--- Start of SOURCE EXCERPT ---

By Guest Columnist, cleveland.com 
This post originally appeared on the op-ed page of the March 6, 2020 Cleveland Plain Dealer.

LOS ANGELES -- Even though I received some of the best reviews of any book about the May 4, 1970, killings at Kent State University, I have been repeatedly prevented from speaking on the campus. Every time my original publisher or I tried to schedule a speaking engagement, it was made clear to me that I was, in the words of a sociology professor, “not welcome” at Kent State.

The reasons are varied and include the fact that I exposed some abominable behavior by some of the tragedy’s best-known characters, including that professor, who was laden with multiple conflicts of interest. Also, as far as the May 4 Task Force is concerned (the student group supposedly in charge of keeping alive the memory of May 4 ), I am much too respectable and middle class. That group, by the way, also blocked other May 4 authors from speaking at Kent, including Philip Caputo, a distinguished Pulitzer-Prize-winning author.

As an exercise in “creative revenge,” I decided that in 2020, during Kent State’s yearlong 50th anniversary commemoration of the shootings, I would donate the updated ebook version of my book, “Four Dead in Ohio,” to any student, faculty member, and alumnus or alumna who is interested. I figured that If the university was going to repeatedly censor me, I would make it impossible for KSU to prevent its students from discovering what I had to say.

I do not expect many students to take me up on the offer because, let us face it, the university still has not provided today’s students with a good reason to even remember May 4. If we were to be brutally honest about it, we would stipulate that May 4 (as it is called in shorthand) has very little to do with anything going on in the world today. The people who want to keep its memory alive are mostly the stuck-in-the-'60s protesters who want to be remembered as heroes of the anti-Vietnam War movement.

For this year’s commemoration, Kent State’s administration has been conned into honoring several not-so-former radicals who either have not been truthful about their own roles in the tragedy, or who still champion violent protest.

I have been particularly disturbed by the claims of two of Kent State’s “honorees,” wounded student Alan Canfora and his sister Chic, that they represent the views of the parents of the four students killed. As someone who actually worked with those parents in an attempt to get some semblance of justice, I can tell you they were, more often than not, not on the same page, particularly when the parents sought a federal grand jury investigation.

--- End of SOURCE EXCERPT ---

_PROBLEM DESCRIPTION_
Using the column on Kent State above, decide whether each statement agrees with it, answering yes or no and quoting the words that settle it. 1. The writer offers the ebook only to current students. 2. The May 4 Task Force kept Philip Caputo from speaking at Kent. 3. The writer expects many students to accept the offer.

--- Start of MATERIAL SUPPLIED ---

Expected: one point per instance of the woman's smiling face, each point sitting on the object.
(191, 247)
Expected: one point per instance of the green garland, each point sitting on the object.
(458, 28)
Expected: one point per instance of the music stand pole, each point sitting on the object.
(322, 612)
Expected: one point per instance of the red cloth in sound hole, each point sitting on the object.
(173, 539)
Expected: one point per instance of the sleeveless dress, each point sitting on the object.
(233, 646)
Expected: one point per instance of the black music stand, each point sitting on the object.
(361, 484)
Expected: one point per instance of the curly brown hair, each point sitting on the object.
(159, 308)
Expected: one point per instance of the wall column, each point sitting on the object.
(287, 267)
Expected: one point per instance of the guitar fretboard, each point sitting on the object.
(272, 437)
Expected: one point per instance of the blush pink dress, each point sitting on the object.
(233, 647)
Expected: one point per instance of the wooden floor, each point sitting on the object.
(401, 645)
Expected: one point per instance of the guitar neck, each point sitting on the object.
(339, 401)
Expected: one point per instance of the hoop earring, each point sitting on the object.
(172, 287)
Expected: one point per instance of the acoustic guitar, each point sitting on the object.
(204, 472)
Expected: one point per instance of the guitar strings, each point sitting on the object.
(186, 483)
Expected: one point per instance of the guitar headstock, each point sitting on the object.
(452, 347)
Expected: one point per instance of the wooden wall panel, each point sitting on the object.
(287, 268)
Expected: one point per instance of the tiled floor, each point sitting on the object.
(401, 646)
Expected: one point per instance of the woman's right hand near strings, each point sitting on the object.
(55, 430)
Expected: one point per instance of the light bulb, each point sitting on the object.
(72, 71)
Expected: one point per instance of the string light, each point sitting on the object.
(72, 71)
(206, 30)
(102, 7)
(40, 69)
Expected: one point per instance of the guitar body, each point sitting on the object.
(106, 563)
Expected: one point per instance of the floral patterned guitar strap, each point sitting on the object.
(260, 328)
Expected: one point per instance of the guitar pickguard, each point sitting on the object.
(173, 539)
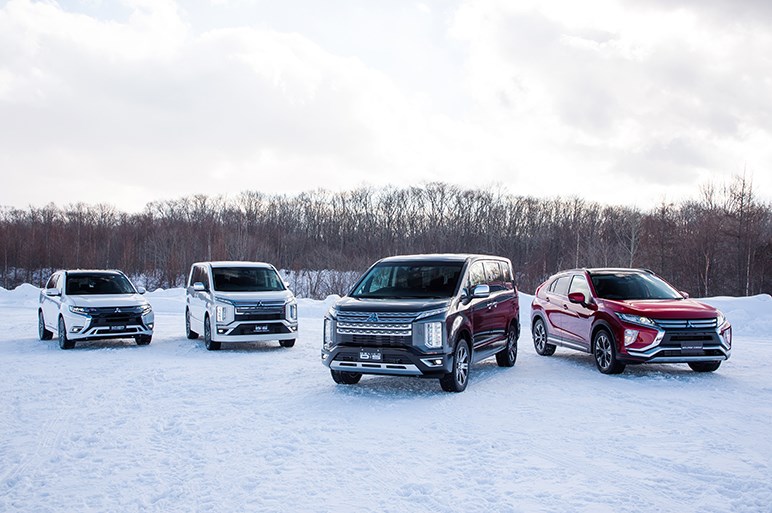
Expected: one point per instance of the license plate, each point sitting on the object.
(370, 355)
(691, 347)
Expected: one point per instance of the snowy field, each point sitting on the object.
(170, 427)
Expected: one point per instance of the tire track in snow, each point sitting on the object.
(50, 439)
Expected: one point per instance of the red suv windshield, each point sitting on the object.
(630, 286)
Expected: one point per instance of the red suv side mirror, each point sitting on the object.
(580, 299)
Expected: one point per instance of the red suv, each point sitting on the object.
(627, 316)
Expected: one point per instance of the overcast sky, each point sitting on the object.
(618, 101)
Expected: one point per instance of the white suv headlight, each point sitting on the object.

--- End of MATERIAL SUPPLIED ---
--- Start of MATERIAL SUPPLIED ---

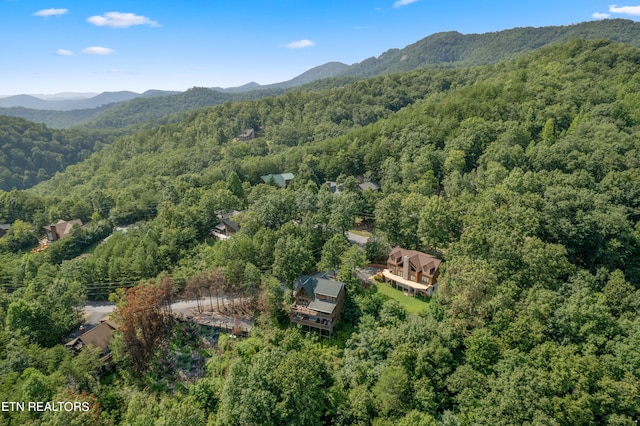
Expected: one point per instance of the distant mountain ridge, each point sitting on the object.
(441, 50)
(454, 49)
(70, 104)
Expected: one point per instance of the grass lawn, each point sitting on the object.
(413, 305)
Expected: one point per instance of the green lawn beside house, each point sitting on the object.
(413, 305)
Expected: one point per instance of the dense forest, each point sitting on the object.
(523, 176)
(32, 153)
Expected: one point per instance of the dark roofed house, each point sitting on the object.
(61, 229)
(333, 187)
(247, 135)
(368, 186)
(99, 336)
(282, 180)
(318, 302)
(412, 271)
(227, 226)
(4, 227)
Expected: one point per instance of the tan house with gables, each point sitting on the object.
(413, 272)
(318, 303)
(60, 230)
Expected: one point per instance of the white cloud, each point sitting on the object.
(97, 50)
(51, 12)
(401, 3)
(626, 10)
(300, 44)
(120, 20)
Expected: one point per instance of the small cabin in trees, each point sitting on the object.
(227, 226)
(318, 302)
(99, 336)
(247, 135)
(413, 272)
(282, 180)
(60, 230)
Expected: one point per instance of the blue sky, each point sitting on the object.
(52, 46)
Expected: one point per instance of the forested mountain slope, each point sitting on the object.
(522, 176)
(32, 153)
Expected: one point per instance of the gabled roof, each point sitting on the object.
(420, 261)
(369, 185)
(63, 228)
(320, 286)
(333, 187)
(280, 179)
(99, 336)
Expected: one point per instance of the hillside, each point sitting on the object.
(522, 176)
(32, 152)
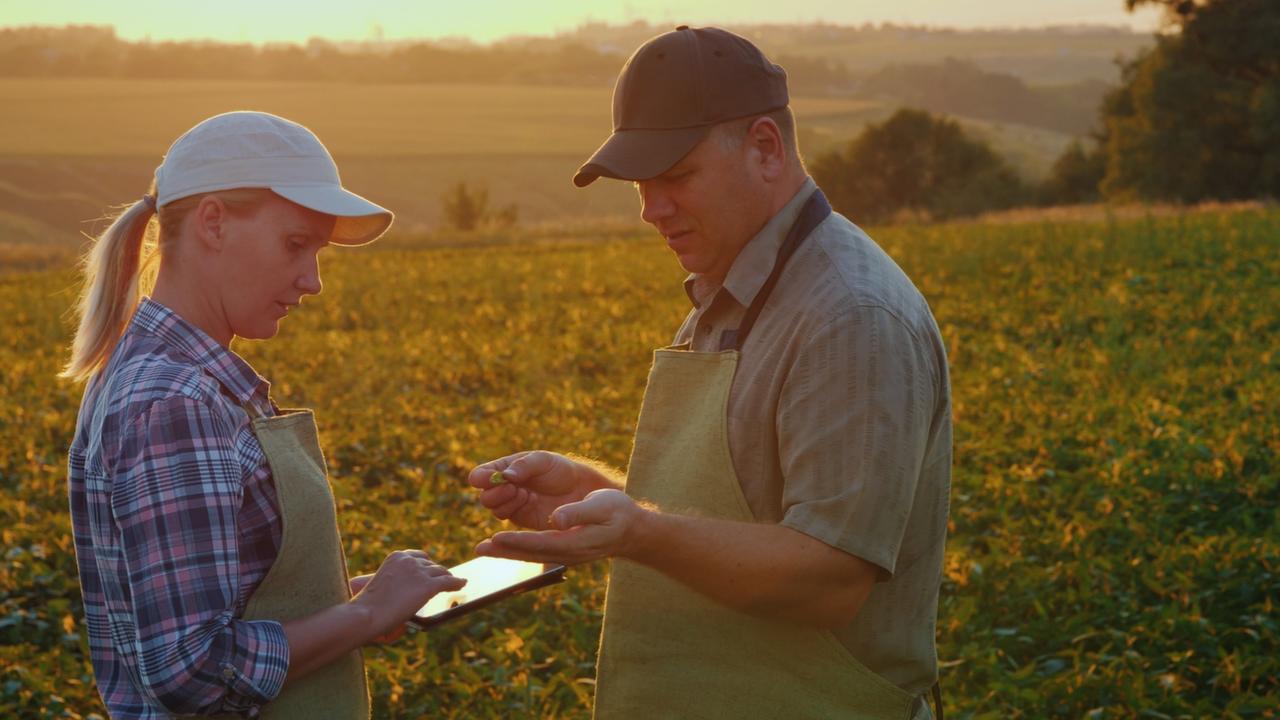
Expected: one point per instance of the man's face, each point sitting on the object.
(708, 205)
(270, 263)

--- End of MATERIAL SUPPLIED ---
--- Start of MATERIAL SUPPLIED ---

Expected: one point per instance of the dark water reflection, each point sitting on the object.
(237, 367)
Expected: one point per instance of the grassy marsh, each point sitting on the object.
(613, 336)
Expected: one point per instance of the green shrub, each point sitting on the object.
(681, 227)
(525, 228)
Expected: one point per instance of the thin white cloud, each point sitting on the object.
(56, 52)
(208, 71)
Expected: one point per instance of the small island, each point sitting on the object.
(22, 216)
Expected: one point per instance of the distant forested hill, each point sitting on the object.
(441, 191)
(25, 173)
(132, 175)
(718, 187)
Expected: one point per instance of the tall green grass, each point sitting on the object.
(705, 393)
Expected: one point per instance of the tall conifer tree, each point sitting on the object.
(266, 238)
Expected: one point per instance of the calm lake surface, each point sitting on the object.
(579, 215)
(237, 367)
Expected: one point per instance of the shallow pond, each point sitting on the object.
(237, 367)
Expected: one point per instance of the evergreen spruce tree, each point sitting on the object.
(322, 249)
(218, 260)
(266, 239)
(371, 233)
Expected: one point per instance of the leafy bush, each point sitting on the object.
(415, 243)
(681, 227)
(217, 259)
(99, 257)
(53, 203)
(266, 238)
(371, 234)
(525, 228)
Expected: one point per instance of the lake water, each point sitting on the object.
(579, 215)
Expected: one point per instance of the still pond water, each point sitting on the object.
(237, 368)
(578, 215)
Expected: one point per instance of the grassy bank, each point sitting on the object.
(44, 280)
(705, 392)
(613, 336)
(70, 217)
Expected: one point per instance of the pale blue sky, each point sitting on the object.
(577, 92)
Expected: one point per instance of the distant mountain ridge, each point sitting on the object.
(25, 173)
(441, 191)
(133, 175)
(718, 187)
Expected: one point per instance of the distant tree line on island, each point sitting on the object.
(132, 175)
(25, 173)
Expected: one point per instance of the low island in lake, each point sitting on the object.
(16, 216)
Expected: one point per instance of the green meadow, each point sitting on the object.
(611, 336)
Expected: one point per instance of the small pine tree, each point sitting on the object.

--- End of MATERIAL SUPPLIED ---

_THE OUTPUT_
1. No: "to any student, faculty member, and alumnus or alumna who is interested"
2. Yes: "also blocked other May 4 authors from speaking at Kent, including Philip Caputo"
3. No: "I do not expect many students to take me up on the offer"